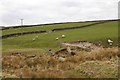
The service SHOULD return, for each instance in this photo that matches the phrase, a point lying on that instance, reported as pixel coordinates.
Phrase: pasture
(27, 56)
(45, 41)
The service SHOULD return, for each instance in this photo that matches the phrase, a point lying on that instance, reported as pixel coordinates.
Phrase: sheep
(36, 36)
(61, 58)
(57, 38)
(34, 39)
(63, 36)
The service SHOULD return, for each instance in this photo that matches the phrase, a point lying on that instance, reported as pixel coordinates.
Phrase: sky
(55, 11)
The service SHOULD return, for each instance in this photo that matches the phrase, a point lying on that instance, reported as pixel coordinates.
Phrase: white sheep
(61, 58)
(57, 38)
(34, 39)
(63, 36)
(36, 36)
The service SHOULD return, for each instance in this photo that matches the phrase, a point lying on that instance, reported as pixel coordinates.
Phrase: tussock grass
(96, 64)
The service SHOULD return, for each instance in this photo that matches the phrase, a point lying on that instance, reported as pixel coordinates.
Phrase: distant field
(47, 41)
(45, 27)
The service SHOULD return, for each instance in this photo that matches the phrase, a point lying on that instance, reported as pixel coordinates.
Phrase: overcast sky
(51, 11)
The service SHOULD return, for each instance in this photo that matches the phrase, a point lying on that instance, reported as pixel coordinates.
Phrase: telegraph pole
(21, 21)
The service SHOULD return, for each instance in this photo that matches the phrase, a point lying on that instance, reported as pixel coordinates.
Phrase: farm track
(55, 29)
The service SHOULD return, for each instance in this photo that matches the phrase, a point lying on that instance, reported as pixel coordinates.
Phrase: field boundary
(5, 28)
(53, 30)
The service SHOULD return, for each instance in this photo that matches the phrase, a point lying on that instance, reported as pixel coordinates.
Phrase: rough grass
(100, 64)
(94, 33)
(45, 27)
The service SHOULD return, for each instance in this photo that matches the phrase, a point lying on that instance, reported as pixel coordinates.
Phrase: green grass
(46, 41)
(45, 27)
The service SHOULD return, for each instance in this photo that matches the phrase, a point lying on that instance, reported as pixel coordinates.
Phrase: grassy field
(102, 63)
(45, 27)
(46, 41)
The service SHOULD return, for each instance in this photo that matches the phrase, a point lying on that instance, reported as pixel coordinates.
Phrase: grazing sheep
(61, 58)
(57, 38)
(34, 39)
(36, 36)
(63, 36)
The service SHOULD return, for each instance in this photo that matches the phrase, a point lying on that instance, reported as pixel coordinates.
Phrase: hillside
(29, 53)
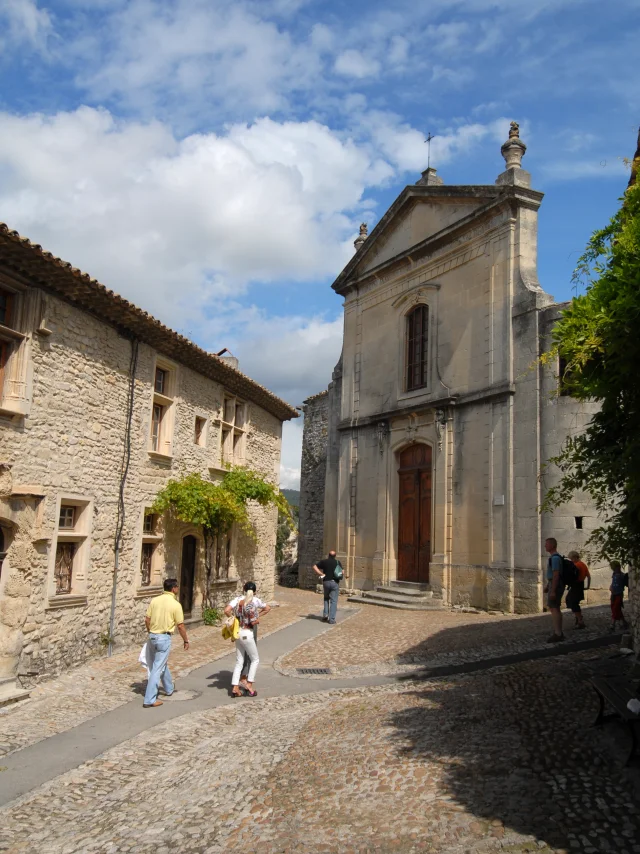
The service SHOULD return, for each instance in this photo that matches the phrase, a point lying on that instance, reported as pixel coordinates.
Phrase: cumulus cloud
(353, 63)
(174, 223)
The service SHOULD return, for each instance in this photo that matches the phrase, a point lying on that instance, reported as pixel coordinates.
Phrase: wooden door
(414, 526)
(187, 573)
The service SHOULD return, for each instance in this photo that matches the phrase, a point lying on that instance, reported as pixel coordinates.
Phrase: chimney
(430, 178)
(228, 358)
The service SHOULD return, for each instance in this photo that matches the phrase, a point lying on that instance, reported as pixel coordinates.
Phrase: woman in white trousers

What the exercise asks – Copy out all the data exactly. No images belong in the copy.

Exercise response –
The service SHOULD return, for each instance in this photo that matches the phrase, a point lying on that instance, reported as pixel coordinates.
Phrase: pasture
(27, 56)
(45, 41)
The service SHOULD return, for each instance in this photo that matches the phrase, a point lying on that instance, reported as pixel coordinates.
Phrase: sheep
(36, 36)
(61, 58)
(57, 38)
(34, 39)
(63, 36)
The service SHOULD return, for each instance in this photo that matches the phrase, a point lying on that instance, reported as pixel coordinates.
Phrase: sky
(55, 11)
The service SHOULD return, for each instance in this photo that matches the phrase, a point lying on that instance, reported as pixel coordinates.
Phrase: white sheep
(61, 58)
(57, 38)
(34, 39)
(63, 36)
(36, 36)
The service SHOULD return, for each instance in this photo that matches the phrase, a point lying on that instance, reported as pixel coordinates.
Phrase: tussock grass
(96, 64)
The service SHOULD return, for each instance in this photo that matches the phrase, a point lying on that instance, reported as pixel coordinates.
Phrase: distant field
(47, 41)
(45, 27)
The service SHOULD return, for each instance in this photo that matches the phrase, a point lying on that instance, reported as pixel coordinates.
Phrase: overcast sky
(51, 11)
The service SHOULD return, for each instance in this photo that matches the phrase, a point lying on that instance, reported as pixel coordinates.
Phrase: telegraph pole
(21, 21)
The service SHOULD return, for each instance in this photo that matches the phrase, a point lying on that instance, reported as pixel coordinates.
Phrase: farm track
(55, 29)
The service SHOULD return, for each instance in this photo that matches the phrase, a point lying on that instance, reported as pixel coordinates.
Phrase: field boundary
(5, 28)
(53, 30)
The service SHOULD return, for each instance in this photo that matches the phrase, a point lying on that instance, reported as pixel coordinates.
Phrase: rough grass
(100, 64)
(94, 33)
(45, 27)
The service SHOULD return, for each instance in this photo that matches the phrase, a point lying on that instance, reported as pixel coordinates.
Phrase: green grass
(46, 41)
(45, 27)
The service SHOULD return, for each instance in this photo that matches the phrase, a point lying on that instance, reported as pixel coordinates.
Phrase: grassy field
(102, 63)
(45, 27)
(46, 41)
The service SHOULD return, for each instance in this photo that matches the phrase, a point lying on that instance, reported as pixel coordinates.
Phrase: grazing sheep
(61, 58)
(57, 38)
(34, 39)
(36, 36)
(63, 36)
The service SHOULD return, for each instance in this photo that matches the phrase, a point lying on that instance, reported as pixel coordinates.
Phrase: hillside
(29, 53)
The service SHOULD return, for each instance in this photo that matches the phrase, a point lying on that instance, reported as pixel coordinates.
Phrase: cumulus cloud
(353, 63)
(174, 223)
The service SHOULD return, for each instance in this photo that matches the phrase, a point lying on that instance, reported as pixel coordinates.
Phrase: wooden door
(414, 526)
(187, 573)
The service SHOULD return, for each instance in this photo that matches the phrase, a point lying on that instance, reported as pixel coordinates.
Phrase: chimney
(430, 178)
(228, 358)
The service SHOULD return, for each instance in this photo that matches the phrase, a point lying on that instance, reported as pixel coordinates.
Phrase: woman in white trousers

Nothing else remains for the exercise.